[Recorded data]
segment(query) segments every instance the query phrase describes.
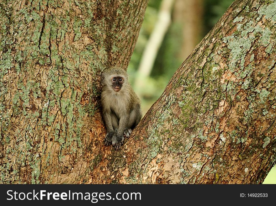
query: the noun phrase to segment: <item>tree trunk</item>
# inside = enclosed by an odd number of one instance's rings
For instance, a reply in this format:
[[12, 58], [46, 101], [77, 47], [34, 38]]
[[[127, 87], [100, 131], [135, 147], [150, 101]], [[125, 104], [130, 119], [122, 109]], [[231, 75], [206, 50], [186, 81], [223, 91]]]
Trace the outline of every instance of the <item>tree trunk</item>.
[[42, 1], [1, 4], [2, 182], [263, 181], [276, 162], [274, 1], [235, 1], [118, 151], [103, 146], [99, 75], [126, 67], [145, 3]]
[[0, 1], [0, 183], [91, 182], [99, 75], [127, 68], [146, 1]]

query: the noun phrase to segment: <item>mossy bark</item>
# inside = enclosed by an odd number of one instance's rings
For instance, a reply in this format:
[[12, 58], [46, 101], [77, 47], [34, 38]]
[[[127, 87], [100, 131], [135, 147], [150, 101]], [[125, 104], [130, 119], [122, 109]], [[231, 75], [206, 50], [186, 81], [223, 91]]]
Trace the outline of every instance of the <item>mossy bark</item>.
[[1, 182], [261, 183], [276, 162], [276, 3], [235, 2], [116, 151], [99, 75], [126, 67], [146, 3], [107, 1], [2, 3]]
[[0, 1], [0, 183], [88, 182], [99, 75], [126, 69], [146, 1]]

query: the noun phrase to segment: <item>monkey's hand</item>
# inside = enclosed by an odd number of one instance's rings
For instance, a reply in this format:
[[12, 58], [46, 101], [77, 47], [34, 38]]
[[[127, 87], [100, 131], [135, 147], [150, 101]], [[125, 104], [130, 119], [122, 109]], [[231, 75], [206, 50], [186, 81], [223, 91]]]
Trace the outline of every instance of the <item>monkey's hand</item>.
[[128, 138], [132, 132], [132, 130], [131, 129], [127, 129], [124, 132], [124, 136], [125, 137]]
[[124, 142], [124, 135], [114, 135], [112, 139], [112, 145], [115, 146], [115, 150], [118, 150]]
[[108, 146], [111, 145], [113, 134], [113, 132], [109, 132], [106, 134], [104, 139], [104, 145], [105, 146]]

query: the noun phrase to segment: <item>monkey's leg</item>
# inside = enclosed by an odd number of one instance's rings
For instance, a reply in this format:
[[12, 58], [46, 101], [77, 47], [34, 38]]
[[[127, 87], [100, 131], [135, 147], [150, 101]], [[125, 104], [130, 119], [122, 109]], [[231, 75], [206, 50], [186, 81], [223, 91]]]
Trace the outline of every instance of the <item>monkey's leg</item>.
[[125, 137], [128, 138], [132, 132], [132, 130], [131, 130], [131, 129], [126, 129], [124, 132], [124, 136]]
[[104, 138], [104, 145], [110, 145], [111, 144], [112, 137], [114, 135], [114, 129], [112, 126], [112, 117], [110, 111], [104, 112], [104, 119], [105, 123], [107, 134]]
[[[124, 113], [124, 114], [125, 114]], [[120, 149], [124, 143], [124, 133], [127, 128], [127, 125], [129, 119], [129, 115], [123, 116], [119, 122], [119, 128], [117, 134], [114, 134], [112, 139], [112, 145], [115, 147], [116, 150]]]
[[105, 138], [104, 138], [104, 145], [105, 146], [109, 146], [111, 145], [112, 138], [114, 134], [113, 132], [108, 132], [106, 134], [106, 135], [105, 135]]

---

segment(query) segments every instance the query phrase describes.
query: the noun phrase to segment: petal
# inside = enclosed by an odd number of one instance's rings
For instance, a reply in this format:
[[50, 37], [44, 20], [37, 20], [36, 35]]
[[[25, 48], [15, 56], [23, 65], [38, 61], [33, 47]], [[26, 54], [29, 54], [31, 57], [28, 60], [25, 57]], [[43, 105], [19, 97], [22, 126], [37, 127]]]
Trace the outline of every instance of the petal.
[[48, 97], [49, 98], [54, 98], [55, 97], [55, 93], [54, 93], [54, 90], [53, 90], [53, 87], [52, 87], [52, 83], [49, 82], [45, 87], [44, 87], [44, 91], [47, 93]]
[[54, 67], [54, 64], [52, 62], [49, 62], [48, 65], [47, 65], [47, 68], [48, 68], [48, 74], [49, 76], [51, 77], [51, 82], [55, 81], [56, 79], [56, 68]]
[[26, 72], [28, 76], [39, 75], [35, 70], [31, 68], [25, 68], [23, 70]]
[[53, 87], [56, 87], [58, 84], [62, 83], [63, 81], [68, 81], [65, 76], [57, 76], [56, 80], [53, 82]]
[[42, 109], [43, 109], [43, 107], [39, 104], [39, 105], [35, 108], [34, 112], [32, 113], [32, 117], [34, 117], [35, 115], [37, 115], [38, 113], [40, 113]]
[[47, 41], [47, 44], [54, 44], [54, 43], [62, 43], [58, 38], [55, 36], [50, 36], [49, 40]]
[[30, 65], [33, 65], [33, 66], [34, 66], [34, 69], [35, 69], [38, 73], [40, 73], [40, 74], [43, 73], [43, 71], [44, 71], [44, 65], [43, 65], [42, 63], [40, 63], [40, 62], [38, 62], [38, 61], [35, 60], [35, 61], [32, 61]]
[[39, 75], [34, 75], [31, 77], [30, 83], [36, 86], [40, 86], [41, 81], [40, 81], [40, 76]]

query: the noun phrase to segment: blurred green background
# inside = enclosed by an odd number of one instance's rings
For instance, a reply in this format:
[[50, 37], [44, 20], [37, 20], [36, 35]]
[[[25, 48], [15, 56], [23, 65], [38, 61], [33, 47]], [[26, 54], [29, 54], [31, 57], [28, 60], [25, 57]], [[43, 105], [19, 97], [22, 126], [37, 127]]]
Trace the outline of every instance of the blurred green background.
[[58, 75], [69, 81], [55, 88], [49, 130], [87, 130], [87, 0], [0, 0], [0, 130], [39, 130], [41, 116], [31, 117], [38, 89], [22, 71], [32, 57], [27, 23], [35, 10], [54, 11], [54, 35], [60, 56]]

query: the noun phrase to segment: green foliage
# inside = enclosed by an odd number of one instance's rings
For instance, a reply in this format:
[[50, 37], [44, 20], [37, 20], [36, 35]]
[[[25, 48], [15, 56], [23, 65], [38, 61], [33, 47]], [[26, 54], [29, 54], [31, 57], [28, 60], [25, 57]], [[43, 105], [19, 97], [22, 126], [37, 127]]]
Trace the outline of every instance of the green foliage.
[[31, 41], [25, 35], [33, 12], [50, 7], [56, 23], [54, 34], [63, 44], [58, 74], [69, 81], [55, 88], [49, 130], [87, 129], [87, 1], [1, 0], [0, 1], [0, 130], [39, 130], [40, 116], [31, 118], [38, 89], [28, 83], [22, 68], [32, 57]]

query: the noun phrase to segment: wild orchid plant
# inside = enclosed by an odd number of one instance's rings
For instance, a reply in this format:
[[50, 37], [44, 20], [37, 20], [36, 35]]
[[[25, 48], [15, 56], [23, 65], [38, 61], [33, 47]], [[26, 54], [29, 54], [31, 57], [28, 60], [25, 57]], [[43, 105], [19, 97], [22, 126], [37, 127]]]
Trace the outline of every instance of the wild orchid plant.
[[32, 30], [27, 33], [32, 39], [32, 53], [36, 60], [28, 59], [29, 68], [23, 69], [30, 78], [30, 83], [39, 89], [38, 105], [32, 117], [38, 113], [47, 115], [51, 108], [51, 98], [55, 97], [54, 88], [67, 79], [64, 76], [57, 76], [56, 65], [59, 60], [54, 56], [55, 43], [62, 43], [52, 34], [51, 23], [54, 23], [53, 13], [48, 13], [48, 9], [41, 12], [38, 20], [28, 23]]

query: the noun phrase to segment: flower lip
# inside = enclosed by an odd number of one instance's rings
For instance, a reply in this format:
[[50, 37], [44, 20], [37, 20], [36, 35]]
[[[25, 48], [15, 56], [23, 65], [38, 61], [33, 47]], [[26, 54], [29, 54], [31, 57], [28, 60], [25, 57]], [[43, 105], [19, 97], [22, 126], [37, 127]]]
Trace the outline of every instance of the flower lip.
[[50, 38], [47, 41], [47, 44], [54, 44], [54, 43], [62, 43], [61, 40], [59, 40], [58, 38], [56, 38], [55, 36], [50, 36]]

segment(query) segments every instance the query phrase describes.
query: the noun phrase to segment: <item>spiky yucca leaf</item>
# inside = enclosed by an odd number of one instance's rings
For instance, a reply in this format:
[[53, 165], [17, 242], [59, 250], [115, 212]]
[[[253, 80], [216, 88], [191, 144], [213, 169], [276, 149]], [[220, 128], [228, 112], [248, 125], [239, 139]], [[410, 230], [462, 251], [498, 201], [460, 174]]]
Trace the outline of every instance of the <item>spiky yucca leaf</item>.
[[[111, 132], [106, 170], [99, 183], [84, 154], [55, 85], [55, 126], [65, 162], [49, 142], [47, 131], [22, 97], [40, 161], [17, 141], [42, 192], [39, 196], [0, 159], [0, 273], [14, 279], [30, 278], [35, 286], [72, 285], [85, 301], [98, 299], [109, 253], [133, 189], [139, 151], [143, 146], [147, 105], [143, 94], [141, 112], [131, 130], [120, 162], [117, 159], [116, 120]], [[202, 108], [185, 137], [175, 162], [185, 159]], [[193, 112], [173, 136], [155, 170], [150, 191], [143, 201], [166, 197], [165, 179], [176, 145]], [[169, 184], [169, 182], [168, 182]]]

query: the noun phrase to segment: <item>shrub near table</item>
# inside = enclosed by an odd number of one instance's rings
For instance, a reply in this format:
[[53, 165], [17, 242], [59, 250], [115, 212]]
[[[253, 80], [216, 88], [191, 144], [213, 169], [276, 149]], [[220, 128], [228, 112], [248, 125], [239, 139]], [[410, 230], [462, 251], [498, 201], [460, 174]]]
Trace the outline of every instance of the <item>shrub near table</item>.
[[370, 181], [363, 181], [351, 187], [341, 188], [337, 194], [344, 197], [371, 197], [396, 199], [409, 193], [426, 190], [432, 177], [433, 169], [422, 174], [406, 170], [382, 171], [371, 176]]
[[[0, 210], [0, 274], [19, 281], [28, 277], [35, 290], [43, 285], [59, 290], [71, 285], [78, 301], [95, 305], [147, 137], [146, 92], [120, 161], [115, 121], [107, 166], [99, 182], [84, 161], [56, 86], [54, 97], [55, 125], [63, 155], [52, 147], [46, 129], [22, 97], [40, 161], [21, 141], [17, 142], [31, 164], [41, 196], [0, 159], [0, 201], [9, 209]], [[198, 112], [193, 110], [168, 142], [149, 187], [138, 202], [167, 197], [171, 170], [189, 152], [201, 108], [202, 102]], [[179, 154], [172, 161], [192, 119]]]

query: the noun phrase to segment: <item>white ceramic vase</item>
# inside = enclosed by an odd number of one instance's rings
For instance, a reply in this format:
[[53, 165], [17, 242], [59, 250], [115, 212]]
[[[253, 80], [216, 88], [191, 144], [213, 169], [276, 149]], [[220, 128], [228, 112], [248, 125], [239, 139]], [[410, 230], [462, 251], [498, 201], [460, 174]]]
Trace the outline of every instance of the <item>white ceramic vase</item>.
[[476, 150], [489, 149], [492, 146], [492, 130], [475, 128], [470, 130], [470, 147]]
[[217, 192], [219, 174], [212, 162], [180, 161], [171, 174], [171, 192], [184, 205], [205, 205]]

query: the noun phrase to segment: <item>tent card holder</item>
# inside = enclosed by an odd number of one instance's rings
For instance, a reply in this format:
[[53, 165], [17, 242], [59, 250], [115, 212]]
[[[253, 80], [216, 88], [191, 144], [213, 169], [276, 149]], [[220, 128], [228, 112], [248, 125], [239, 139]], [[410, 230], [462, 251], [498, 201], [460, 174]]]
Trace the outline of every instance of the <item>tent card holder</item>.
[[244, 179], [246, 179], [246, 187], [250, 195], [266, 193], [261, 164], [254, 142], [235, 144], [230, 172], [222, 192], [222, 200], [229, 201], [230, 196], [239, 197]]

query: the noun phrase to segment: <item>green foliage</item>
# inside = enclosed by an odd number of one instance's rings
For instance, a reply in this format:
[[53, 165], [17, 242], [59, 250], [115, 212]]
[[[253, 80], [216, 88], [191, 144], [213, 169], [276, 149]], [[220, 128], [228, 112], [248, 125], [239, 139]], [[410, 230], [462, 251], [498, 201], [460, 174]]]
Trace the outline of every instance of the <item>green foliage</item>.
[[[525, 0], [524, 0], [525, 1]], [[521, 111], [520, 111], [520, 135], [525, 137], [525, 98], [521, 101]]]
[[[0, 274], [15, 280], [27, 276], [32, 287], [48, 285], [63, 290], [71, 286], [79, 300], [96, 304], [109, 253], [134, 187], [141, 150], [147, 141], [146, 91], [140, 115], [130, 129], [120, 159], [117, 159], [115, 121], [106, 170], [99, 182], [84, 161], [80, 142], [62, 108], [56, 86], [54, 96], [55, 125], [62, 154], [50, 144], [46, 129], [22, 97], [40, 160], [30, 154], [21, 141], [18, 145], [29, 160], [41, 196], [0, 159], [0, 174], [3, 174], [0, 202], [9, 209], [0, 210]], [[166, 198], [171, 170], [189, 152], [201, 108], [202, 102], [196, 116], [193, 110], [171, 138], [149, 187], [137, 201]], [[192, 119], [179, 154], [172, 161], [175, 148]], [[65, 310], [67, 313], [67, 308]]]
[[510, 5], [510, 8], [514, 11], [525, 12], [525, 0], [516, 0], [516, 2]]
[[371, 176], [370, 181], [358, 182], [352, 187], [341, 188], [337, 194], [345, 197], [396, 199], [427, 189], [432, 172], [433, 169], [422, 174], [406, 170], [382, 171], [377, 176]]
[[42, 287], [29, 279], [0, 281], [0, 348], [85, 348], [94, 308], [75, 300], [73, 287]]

Short problem >>
Copy out the lines of the material from the line with "query: the noun phrase to segment: <item>monkey's hand</item>" to the line with "145], [105, 146]]", including both of those lines, and change nothing in them.

Exercise response >>
query: the noun phrase to segment: <item>monkey's hand</item>
# inside = enclosed by an odd number of one instance's rings
For instance, a reply in this format:
[[12, 58], [46, 101], [77, 47], [34, 38]]
[[[127, 87], [100, 131], [135, 147], [150, 101]], [[125, 104], [130, 119], [122, 109]], [[231, 75], [206, 50], [186, 81], [223, 91]]]
Trace the outline of every instance of the <item>monkey's hand</item>.
[[128, 138], [132, 132], [132, 130], [131, 129], [127, 129], [124, 132], [124, 136], [125, 137]]
[[124, 142], [124, 135], [114, 135], [112, 139], [112, 145], [115, 146], [115, 150], [118, 150]]
[[108, 146], [111, 145], [113, 134], [113, 132], [109, 132], [106, 134], [104, 139], [104, 145], [105, 146]]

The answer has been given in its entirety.